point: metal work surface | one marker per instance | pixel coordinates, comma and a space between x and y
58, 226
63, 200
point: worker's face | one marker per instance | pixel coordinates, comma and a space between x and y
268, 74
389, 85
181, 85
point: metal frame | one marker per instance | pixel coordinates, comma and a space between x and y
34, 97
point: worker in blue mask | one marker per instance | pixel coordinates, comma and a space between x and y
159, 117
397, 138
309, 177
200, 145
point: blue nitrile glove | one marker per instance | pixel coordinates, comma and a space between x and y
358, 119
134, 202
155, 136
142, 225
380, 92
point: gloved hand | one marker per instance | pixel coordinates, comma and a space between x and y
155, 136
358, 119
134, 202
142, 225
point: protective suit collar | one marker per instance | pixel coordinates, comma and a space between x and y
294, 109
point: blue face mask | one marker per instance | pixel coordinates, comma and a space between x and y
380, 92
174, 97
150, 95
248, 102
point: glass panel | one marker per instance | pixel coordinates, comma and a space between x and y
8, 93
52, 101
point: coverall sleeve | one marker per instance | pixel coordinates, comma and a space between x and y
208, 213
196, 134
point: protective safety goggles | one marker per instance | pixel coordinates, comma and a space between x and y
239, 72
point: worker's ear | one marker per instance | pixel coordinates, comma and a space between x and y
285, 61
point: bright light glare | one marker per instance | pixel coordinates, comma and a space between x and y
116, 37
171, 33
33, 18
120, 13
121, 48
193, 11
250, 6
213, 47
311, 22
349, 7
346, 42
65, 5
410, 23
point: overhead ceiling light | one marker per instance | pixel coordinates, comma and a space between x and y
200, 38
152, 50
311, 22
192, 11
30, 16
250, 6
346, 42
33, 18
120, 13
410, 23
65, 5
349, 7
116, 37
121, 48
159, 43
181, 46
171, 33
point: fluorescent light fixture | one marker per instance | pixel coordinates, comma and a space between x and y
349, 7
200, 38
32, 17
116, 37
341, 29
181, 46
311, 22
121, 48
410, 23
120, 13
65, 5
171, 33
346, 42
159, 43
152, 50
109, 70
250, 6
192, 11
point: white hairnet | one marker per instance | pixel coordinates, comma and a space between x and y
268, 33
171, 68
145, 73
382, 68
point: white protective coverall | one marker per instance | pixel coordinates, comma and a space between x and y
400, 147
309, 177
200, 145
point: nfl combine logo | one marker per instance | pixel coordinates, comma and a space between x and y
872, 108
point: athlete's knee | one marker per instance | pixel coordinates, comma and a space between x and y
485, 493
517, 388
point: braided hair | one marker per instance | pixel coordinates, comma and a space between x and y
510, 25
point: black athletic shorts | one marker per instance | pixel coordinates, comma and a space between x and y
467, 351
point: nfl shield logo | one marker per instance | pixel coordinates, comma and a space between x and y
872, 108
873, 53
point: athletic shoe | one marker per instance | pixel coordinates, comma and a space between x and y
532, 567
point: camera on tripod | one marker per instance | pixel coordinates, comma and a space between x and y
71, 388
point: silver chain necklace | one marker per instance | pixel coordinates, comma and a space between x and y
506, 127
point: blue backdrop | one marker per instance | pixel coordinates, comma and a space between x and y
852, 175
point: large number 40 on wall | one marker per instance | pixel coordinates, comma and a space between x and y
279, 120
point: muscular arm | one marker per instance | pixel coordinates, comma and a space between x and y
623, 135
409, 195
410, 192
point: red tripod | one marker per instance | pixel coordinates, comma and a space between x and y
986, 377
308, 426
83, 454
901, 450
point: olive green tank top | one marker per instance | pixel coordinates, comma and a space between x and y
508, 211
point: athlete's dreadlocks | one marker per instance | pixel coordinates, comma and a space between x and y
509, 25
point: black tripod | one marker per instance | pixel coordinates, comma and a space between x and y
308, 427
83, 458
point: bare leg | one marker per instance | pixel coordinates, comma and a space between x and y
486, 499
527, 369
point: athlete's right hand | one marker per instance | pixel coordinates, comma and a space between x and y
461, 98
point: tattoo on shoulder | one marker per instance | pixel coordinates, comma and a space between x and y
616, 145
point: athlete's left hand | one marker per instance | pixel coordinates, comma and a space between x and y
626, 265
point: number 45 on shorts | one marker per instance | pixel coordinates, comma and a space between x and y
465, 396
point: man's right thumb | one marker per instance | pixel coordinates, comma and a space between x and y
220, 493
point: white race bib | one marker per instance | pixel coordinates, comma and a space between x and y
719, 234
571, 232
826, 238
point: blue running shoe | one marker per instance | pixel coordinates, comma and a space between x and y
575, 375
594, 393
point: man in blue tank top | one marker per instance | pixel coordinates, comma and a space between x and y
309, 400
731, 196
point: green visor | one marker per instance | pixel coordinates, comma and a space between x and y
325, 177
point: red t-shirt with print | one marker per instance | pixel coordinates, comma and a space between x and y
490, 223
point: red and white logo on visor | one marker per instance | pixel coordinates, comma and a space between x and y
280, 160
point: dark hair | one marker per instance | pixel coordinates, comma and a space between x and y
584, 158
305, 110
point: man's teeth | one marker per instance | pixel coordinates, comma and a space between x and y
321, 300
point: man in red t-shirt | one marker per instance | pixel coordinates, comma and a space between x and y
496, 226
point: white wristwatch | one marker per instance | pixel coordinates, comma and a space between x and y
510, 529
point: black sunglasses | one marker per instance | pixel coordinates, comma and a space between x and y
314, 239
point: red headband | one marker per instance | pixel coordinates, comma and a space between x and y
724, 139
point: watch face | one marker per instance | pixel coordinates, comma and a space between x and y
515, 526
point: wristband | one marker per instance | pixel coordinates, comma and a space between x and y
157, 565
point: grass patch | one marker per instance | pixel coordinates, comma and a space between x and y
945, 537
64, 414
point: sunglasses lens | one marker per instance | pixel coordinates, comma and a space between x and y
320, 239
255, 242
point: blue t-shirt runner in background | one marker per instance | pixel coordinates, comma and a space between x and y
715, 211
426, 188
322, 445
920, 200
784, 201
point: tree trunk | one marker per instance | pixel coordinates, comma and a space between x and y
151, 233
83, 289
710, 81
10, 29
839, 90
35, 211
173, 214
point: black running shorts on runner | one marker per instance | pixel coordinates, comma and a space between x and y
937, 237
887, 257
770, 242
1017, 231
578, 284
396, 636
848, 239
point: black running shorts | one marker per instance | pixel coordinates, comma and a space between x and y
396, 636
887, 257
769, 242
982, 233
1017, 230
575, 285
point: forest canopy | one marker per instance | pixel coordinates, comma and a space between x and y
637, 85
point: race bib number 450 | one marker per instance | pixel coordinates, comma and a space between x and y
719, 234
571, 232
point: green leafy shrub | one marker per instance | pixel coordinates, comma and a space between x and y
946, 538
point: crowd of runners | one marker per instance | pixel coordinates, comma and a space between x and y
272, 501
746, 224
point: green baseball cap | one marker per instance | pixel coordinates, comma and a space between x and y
==*==
## Work to do
Copy all of the data above, line for line, without changing anything.

## Response to this exercise
point: metal work surface | one marker per instance | pixel coordinates, comma and a space between x and y
58, 226
63, 200
point: worker's face | one marker per instance | pixel coordinates, comma and a space between x and y
268, 74
389, 85
181, 85
point: metal frame | one marker per instance | pixel coordinates, comma and a space between x and y
34, 97
point: worker in blue mask | one marker per instance | pixel coordinates, comma and a space between x and y
159, 117
397, 138
309, 177
200, 145
point: blue nitrile glove | one marker per instance | pixel coordinates, comma and a space between x and y
358, 119
134, 202
155, 136
142, 225
380, 92
point: gloved hand | one marker per instance | pixel coordinates, comma and a space between x and y
155, 136
358, 119
134, 202
142, 225
point: protective suit collar | one marker per instance | pixel coordinates, comma and a space between x and y
294, 109
point: blue face mask | one marker per instance | pixel coordinates, comma and a space between x and y
380, 92
174, 97
150, 95
248, 102
point: glass panel | one marker per instance | pixel coordinates, comma and a space between x and y
8, 93
52, 101
point: coverall sleeve | one marker per instance | pixel coordinates, comma and a space between x and y
208, 213
196, 134
point: protective safety goggles | one marker per instance | pixel coordinates, comma and a space between x and y
239, 72
point: worker's ear | one marker per instance | pixel coordinates, comma and a space between x and y
285, 61
point: bright light glare | one marker per instance | pixel coordinates, comma and a space between x and y
116, 37
171, 33
33, 18
120, 13
121, 48
193, 11
250, 6
213, 47
311, 22
349, 7
346, 42
65, 5
410, 23
point: overhead ceiling light | one marker per instance | pixel coordinates, comma and a space between x and y
200, 38
152, 50
311, 22
192, 11
30, 16
250, 6
346, 42
33, 18
120, 13
410, 23
65, 5
349, 7
116, 37
121, 48
159, 43
181, 46
171, 33
point: fluorescent light fixture | one marker per instance | pixel coordinates, comma and a space between x and y
349, 7
200, 38
32, 17
116, 37
341, 29
181, 46
311, 22
121, 48
410, 23
120, 13
65, 5
171, 33
346, 42
159, 43
152, 50
109, 70
250, 6
192, 11
point: white hairnet | one marker per instance | pixel coordinates, comma and a space between x and y
268, 33
171, 68
145, 73
382, 68
point: white protective coverall | one marker per instance | pixel coordinates, comma and a space between x and y
400, 147
309, 177
200, 145
point: nfl combine logo | one marker per instance | pixel coordinates, comma and a space between x and y
872, 108
point: athlete's knee | one marker per instance | pixel coordinates, comma and a space between x and y
485, 493
517, 388
point: braided hair | one marker per instance | pixel coordinates, comma and a space between x and y
510, 25
point: black athletic shorts | one marker per instance | pixel coordinates, comma and a space between x and y
467, 351
point: nfl shield logo | one marker per instance | pixel coordinates, comma and a space between x and y
872, 108
873, 53
point: athletic shoe | one marker per instance | pixel coordinates, comma and a space between x and y
532, 567
point: camera on tripod | one marker per instance | pixel coordinates, comma and a space between x and y
71, 388
point: silver chain necklace | one marker per instance | pixel coordinates, comma and a space between x and y
506, 127
point: blue backdrop | one marker per instance | pixel coordinates, comma and a space between x and y
852, 175
point: large number 40 on wall | one marker per instance | pixel coordinates, comma and a space between x and y
279, 120
point: muscular arm | one marker per instance | pixel coordinates, comma and a space between x and y
623, 135
409, 195
410, 192
point: red tripod | one marker per instance | pixel coordinates, comma and a space between x and y
986, 377
308, 426
83, 454
901, 450
point: olive green tank top | one marker per instance | pixel coordinates, comma and a space between x and y
508, 211
point: athlete's dreadlocks | one marker per instance | pixel coordinates, comma and a space between x and y
509, 25
point: black tripod | one marker per instance | pixel coordinates, comma and a space between x and y
308, 427
83, 458
point: bare leg | one marker per instance | pixel coordinates, comma and a space between x and y
486, 499
527, 369
point: athlete's right hand | one marker per instance | pixel coordinates, comma and a space between x and y
461, 98
point: tattoo on shoulder | one marker per instance | pixel coordinates, comma and a space between x and y
616, 145
point: athlete's left hand | one marker per instance | pixel coordinates, comma and a space between x and y
626, 265
point: number 45 on shorts | one marker per instance | pixel coordinates, comma and a space between x and y
465, 396
point: man's right thumb | one marker per instance | pixel coordinates, comma and a space between x and y
220, 493
point: white race bib | one marker per instance | pixel coordinates, comma and a space between x and y
719, 234
571, 232
826, 238
point: blue running shoe | one marker per instance | pixel coordinates, comma and a space between x and y
575, 375
594, 393
point: man in blue tank top | one marker per instance | pixel coordinates, comma and a space between x and y
309, 400
731, 196
point: green visor | one marker per instance | pixel coordinates, comma and a space between x and y
325, 177
point: red t-shirt with print | one marker per instance | pixel coordinates, comma and a space between x and y
490, 223
point: red and white logo on visor | one marker per instance | pixel coordinates, comma and a space between x and y
280, 160
point: dark hair | one marker per instance | pixel coordinates, comma and a space between x and y
584, 158
305, 110
point: man's teeth | one marker per instance | pixel coordinates, comma and a space between x and y
321, 300
point: man in red t-shirt | one marker per instance | pixel coordinates, comma and a space between x and y
496, 226
point: white wristwatch | one marker per instance | pixel coordinates, comma and a space between x and y
510, 529
point: black sunglasses | one marker per instance | pixel coordinates, comma and a space between x and y
314, 239
point: red headband | one marker per instance | pixel coordinates, comma and a space between x and y
724, 139
point: watch face | one marker per instance | pixel coordinates, comma and a space between x and y
515, 526
point: wristband | one marker per instance | pixel coordinates, comma and a space between x and y
157, 565
point: grass patch | one marker per instance | pixel coordinates, comma and a space between x and y
945, 537
64, 414
point: sunglasses lens | one marker per instance | pixel coordinates, comma and a space between x and y
320, 239
255, 242
point: blue t-shirt runner in background | one marker per instance | pixel coordinates, comma and a space between x and y
715, 211
426, 188
322, 445
920, 200
784, 201
point: tree trunk | one marker per instance | pixel coordinates, comma and a space between x and y
151, 233
83, 289
710, 81
10, 29
839, 90
35, 211
173, 214
point: black running shorts on runner | one marker per instance | pixel coordinates, comma and a space between x and y
937, 237
887, 257
770, 242
1017, 231
578, 284
396, 636
848, 239
point: black running shorts | one marker per instance | pixel coordinates, comma and a space between x and y
396, 636
887, 257
769, 242
982, 233
1017, 230
575, 285
point: forest canopy | one marker per instance | pixel coordinates, comma and a space between x and y
637, 85
point: race bib number 450 | one marker per instance | pixel coordinates, comma and a space between x and y
719, 234
571, 232
point: green leafy shrub | one marker per instance | pixel coordinates, comma and a space between x and y
946, 538
point: crowd of runners | one marker per instance | pixel coordinates, comma and a space between x and y
272, 501
746, 224
point: green baseball cap | one marker per instance | pixel coordinates, comma and a space between x and y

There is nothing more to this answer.